*** STUDY MATERIAL

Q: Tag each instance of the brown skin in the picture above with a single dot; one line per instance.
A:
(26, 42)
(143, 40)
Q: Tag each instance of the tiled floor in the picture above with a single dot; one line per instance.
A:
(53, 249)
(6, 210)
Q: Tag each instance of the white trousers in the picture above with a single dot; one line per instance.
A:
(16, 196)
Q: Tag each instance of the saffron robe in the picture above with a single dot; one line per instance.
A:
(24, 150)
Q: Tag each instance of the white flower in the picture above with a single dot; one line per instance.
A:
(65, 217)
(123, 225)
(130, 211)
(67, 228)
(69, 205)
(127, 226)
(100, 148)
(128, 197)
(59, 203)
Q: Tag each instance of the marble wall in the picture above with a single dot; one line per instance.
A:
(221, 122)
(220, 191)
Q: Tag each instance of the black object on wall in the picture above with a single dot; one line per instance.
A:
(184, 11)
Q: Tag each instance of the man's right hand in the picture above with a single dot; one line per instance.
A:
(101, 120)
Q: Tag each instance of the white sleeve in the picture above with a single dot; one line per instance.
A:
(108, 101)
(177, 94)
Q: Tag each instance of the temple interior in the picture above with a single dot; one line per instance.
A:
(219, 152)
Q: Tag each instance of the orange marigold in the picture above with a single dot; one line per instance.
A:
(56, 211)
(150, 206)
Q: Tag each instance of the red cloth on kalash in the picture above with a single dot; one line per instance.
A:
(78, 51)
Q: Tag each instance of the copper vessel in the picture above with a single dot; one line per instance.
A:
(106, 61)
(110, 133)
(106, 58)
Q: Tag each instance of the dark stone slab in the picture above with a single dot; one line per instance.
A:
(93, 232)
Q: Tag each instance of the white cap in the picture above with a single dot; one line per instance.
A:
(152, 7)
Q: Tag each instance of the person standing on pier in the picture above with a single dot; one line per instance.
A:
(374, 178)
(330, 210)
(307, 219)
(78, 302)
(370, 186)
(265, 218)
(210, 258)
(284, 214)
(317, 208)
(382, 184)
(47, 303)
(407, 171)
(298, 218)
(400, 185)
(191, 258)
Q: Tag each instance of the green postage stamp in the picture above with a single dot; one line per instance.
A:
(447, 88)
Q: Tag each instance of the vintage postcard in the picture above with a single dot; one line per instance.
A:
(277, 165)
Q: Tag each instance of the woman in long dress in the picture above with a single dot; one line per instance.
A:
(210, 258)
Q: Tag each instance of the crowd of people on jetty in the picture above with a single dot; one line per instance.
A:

******

_EXERCISE_
Filter the records above down to the lines that hold the string "wall".

_ANSWER SECTION_
Q: Tag each instance of the marble wall in the picture above with a single dot; one line per instance.
Q: Tag each instance of the black object on wall in the picture above with a single dot; one line per instance.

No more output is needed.